The Saudis now run up a regular trade surplus with the United States, in contrast to the boom years, and such eminent Saudis as Prince Mohammad al Faisal, the son of the late King Faisal and the chairman of a leading Islamic financial institution, have warned bluntly that Saudi Arabia for the time being should be regarded as a dead market for most U.S. suppliers.

In the political sphere, evaporation of oil revenues means a serious weakening of the kingdom’s ability to use financial inducements to secure more acceptable policies from Syria and the Palestine Liberation Organization. For the United States, Saudi Arabia’s loss of influence and financial clout could be costly. At the same time, the rest of the world will also pay a price. The Saudis have been backing the establishment of international aid funds, and are expected to provide another $500 million for the new $8-billion kitty being established by the International Monetary Fund to help the poorest countries.

In addition they have been the biggest--indeed some would say the only--cash purchaser of U.S. military equipment and services, paying more than $20 billion between 1981 and 1985. Saudi oil policies may be controversial to a superpower which itself is reluctantly coming to terms with its newfound status as a debtor nation, but the kingdom has been a source of stability in a troubled region, and its financial straits should be a source of concern to its friends and trading partners.

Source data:
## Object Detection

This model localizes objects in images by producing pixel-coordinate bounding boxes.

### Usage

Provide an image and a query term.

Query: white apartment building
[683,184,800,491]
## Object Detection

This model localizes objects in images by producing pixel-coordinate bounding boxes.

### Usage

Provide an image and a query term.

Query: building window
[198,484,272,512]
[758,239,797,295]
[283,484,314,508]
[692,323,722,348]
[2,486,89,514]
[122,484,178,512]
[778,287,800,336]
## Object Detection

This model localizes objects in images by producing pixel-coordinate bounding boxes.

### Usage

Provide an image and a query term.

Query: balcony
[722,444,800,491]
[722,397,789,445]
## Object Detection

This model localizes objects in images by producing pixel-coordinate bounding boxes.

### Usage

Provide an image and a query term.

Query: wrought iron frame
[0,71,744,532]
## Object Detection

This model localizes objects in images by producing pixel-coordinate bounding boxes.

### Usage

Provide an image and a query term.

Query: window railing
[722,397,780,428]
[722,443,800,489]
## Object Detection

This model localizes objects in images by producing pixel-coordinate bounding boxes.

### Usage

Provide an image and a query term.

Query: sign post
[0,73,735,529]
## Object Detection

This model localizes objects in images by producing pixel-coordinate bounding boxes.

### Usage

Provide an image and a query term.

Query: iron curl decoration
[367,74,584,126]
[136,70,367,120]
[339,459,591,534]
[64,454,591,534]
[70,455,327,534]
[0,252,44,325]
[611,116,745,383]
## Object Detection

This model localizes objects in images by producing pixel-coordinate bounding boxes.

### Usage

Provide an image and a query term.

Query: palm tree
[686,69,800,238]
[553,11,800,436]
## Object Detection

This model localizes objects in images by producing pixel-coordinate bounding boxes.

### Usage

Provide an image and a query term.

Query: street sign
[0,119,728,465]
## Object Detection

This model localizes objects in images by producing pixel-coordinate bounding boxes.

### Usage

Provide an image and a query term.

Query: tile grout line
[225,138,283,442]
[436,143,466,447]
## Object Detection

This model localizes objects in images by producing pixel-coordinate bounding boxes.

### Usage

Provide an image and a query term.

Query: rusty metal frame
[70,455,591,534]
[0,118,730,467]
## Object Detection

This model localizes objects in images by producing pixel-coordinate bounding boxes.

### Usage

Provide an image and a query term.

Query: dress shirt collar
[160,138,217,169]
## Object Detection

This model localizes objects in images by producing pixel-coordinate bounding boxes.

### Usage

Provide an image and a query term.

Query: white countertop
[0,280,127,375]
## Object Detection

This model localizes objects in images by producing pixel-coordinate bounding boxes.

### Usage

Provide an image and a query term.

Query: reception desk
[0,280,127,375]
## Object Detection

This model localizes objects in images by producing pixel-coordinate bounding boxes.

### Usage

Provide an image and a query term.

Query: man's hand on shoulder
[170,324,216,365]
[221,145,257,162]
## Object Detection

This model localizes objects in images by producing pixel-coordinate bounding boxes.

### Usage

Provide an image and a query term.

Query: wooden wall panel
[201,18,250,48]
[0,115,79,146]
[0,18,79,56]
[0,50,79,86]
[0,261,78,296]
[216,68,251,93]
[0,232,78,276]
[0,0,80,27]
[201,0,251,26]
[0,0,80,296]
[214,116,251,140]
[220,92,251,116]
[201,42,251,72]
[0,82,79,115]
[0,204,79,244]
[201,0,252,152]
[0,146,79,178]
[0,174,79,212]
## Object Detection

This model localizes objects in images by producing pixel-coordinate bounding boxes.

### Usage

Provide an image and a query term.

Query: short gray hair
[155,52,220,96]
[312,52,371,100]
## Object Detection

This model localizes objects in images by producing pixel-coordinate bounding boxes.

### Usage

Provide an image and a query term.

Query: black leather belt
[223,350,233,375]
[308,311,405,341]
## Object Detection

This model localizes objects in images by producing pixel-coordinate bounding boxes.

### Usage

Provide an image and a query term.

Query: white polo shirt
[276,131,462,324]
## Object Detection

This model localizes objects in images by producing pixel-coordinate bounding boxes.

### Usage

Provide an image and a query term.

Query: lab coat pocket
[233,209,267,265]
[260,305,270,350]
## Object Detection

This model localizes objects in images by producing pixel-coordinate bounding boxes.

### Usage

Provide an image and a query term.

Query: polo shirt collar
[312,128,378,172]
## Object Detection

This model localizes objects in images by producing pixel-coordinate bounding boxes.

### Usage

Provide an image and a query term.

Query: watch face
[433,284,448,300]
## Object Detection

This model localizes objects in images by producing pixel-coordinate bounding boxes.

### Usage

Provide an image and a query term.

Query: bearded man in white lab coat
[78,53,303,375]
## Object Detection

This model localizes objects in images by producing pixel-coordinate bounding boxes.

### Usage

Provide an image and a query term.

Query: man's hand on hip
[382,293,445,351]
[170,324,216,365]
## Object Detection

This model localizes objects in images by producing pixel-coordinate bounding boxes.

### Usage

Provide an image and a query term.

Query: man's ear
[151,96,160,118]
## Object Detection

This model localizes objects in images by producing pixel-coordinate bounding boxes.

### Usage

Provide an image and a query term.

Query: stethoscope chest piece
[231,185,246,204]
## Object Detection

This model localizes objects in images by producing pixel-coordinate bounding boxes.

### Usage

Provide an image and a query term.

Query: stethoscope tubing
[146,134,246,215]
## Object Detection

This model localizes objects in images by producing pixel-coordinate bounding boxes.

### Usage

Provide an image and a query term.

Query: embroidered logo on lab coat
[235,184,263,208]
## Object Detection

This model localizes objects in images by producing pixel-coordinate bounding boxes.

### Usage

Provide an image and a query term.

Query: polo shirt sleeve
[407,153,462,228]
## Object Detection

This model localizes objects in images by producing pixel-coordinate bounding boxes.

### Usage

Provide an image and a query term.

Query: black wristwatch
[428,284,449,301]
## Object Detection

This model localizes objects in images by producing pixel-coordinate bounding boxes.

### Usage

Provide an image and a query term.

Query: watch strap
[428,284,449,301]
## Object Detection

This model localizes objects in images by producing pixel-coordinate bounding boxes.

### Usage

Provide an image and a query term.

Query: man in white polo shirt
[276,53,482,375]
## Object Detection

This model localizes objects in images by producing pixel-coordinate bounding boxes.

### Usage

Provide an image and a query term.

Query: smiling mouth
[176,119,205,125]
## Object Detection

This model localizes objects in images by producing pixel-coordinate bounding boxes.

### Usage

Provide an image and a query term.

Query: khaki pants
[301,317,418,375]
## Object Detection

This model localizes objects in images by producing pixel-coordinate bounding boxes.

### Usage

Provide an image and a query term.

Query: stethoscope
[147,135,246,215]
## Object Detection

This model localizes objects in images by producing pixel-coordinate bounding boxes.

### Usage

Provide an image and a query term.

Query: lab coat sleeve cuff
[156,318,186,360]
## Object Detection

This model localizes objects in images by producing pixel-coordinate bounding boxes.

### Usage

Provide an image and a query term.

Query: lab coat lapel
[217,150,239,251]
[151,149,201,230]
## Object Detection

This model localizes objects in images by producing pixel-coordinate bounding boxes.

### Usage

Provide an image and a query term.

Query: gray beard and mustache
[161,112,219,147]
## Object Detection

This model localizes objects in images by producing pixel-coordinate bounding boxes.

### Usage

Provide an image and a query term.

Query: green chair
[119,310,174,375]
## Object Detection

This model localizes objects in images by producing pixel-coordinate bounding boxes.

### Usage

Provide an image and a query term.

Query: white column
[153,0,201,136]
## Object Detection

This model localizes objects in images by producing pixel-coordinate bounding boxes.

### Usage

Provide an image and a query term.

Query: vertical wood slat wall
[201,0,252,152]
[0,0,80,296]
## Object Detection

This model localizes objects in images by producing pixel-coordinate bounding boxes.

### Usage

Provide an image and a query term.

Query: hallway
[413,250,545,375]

* [Problems]
a) According to the passage on Saudi finances, how much did the Saudis pay for U.S. military equipment and services between 1981 and 1985?
b) What are all the dollar amounts mentioned in the passage on Saudi finances?
c) Write out the passage on Saudi finances from "In addition they" to "and trading partners.".

* [Final answers]
a) More than $20 billion.

b) $500 million, $8 billion, and $20 billion.

c)
In addition they have been the biggest--indeed some would say the only--cash purchaser of U.S. military equipment and services, paying more than $20 billion between 1981 and 1985. Saudi oil policies may be controversial to a superpower which itself is reluctantly coming to terms with its newfound status as a debtor nation, but the kingdom has been a source of stability in a troubled region, and its financial straits should be a source of concern to its friends and trading partners.